[Object location annotation data]
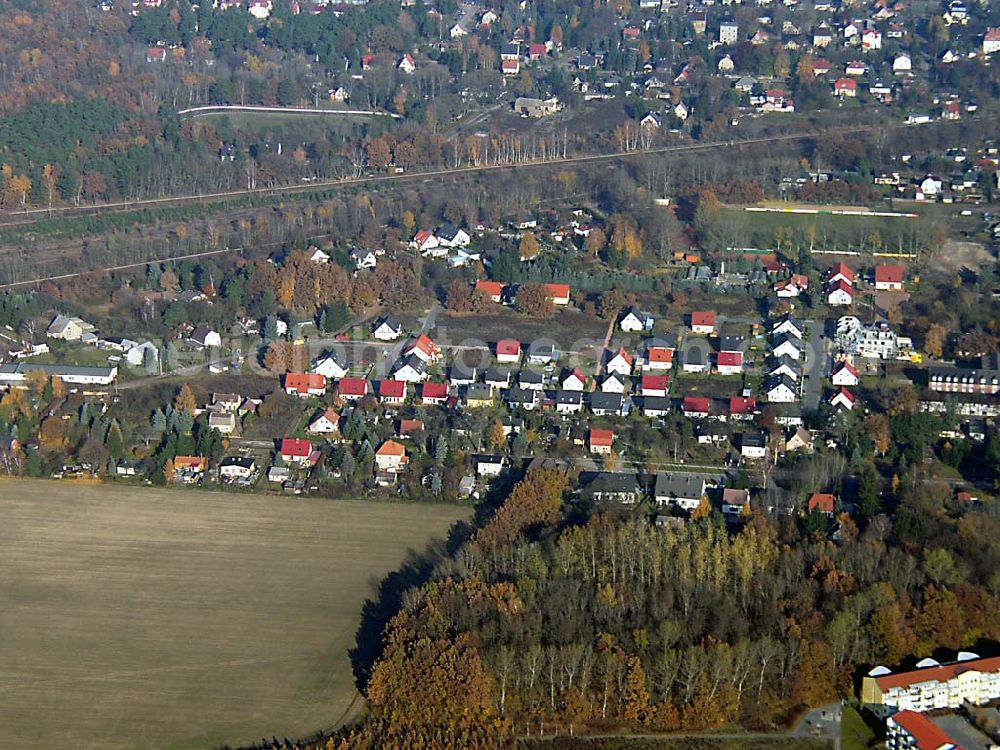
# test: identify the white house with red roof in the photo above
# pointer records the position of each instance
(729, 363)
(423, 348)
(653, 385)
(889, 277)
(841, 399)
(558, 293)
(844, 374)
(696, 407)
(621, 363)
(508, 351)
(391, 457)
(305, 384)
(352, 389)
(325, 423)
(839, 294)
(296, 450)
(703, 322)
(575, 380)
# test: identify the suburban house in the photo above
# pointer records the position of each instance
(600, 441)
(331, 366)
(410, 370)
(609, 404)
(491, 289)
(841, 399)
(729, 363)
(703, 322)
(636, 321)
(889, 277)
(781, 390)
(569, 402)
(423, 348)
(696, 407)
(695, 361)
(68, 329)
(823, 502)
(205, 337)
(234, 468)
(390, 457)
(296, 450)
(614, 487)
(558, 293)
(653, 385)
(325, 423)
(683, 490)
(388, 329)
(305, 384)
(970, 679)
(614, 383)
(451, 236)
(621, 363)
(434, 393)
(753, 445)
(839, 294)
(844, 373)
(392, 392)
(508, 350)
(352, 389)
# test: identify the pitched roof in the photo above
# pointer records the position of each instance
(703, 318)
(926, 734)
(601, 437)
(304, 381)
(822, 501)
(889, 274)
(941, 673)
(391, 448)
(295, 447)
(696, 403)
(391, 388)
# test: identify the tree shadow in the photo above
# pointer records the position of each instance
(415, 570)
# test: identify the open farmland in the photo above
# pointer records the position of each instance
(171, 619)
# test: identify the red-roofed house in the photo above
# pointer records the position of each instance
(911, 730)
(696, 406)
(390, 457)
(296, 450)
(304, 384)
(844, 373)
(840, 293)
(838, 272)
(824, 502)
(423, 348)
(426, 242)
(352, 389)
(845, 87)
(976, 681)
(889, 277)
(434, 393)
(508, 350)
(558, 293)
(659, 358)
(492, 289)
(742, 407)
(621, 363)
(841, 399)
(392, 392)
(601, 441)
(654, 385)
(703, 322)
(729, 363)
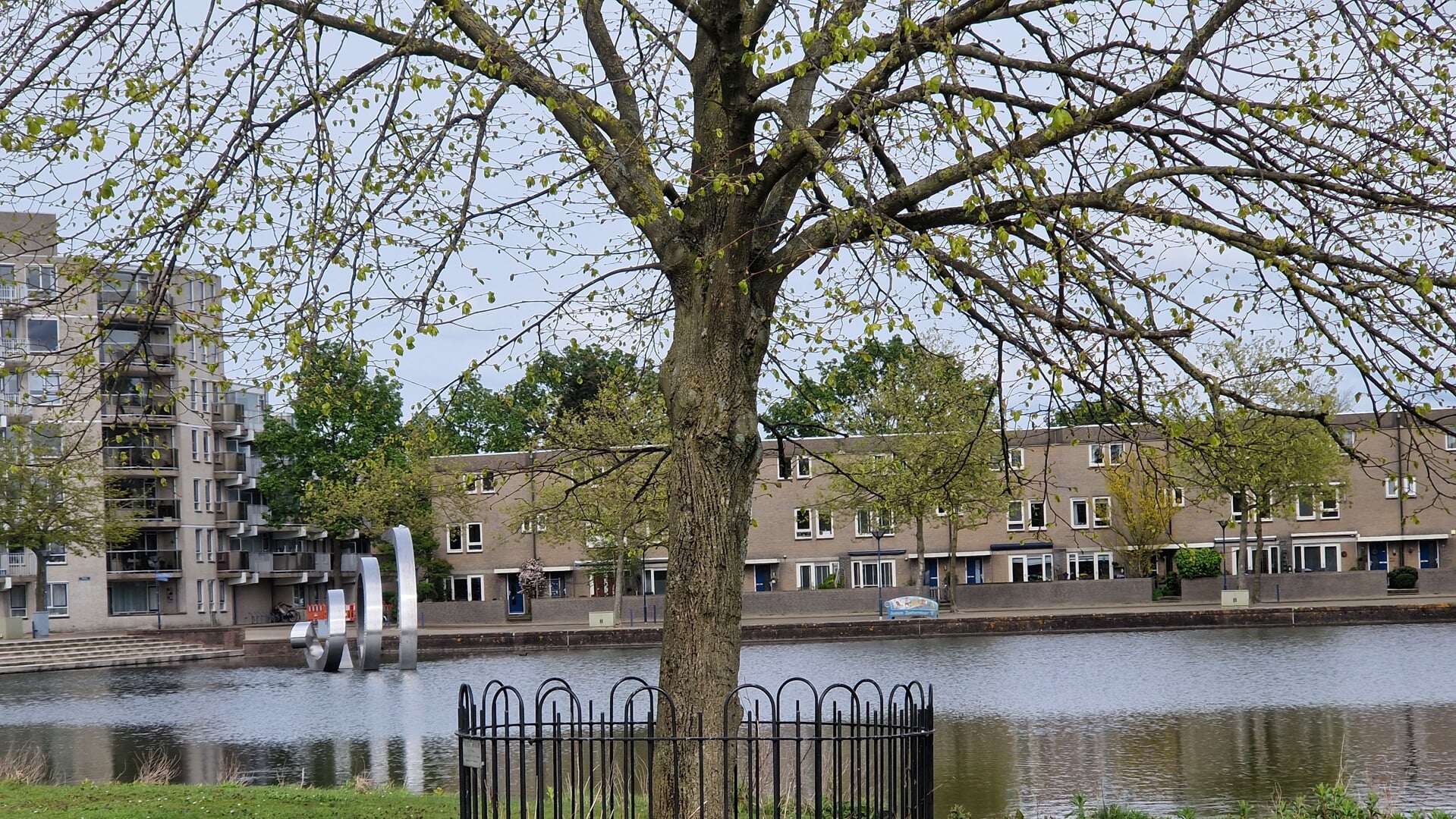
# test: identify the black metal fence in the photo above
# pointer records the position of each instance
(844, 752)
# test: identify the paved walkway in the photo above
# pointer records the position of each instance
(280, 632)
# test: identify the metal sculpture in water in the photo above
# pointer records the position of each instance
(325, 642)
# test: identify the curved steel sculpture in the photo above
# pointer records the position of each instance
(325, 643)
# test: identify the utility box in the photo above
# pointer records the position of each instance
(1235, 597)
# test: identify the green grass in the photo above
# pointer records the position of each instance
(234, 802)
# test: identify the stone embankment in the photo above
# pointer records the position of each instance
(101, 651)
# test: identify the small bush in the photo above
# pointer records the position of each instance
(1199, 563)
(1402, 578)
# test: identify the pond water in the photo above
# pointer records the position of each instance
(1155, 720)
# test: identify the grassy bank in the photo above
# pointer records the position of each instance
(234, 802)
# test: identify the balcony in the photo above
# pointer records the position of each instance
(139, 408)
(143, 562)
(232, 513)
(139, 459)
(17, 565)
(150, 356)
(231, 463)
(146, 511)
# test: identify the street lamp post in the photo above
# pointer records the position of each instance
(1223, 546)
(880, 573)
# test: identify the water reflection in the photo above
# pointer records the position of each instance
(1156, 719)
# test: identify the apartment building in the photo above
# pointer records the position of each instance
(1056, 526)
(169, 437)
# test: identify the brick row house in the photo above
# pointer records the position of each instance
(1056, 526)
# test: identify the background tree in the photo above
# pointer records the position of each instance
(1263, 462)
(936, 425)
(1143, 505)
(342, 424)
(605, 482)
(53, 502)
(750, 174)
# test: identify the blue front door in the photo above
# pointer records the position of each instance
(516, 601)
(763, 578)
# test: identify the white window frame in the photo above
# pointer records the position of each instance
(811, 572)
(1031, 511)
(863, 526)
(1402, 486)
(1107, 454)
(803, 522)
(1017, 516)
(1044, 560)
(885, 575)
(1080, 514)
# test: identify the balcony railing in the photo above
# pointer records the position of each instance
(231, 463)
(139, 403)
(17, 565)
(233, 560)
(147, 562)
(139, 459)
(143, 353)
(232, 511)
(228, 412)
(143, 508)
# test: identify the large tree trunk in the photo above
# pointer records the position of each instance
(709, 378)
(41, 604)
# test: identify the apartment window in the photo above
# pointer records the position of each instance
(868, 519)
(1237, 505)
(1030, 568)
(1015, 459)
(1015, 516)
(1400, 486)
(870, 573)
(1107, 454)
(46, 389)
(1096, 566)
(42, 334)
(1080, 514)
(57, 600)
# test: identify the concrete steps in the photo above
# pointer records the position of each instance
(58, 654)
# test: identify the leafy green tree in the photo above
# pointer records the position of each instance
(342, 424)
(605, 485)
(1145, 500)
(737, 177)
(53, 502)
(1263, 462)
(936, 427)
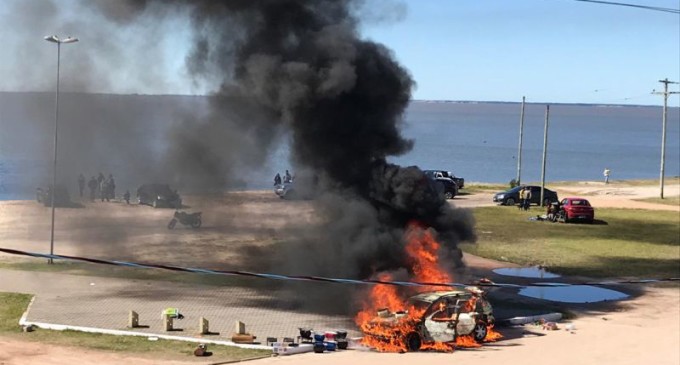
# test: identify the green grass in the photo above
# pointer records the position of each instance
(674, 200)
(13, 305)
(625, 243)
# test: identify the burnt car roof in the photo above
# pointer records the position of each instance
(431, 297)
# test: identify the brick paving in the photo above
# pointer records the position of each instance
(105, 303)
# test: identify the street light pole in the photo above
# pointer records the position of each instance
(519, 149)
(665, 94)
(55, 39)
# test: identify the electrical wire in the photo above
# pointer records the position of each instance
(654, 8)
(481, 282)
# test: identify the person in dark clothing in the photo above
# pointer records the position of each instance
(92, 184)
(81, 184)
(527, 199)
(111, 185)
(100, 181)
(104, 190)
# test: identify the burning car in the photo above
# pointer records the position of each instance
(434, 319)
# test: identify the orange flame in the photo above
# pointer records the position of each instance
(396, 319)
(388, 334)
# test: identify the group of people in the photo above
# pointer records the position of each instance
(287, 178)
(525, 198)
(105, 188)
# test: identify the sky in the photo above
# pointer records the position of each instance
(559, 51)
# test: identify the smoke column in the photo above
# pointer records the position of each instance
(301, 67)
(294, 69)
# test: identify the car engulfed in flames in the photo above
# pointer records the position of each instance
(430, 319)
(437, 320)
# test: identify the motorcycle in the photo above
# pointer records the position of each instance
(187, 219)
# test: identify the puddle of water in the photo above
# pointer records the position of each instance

**Requirement**
Copy everything in the material from the line containing "# test: identify the metal" down to the line containing "(1235, 597)", both included, multiplying each coordinate in the answers by 2.1 and rounding to whole numbers with halves rounded up. Leave all other lines in that span unchanged.

**Output of the task**
# test: identify the metal sculpture in water in the photo above
# pointer records the position of each instance
(683, 1348)
# test: identify the curved steel sculpture in the photo above
# pointer records the position of each instance
(683, 1350)
# test: identify the utility box in the photo above
# pointer records the position of each instance
(2594, 1254)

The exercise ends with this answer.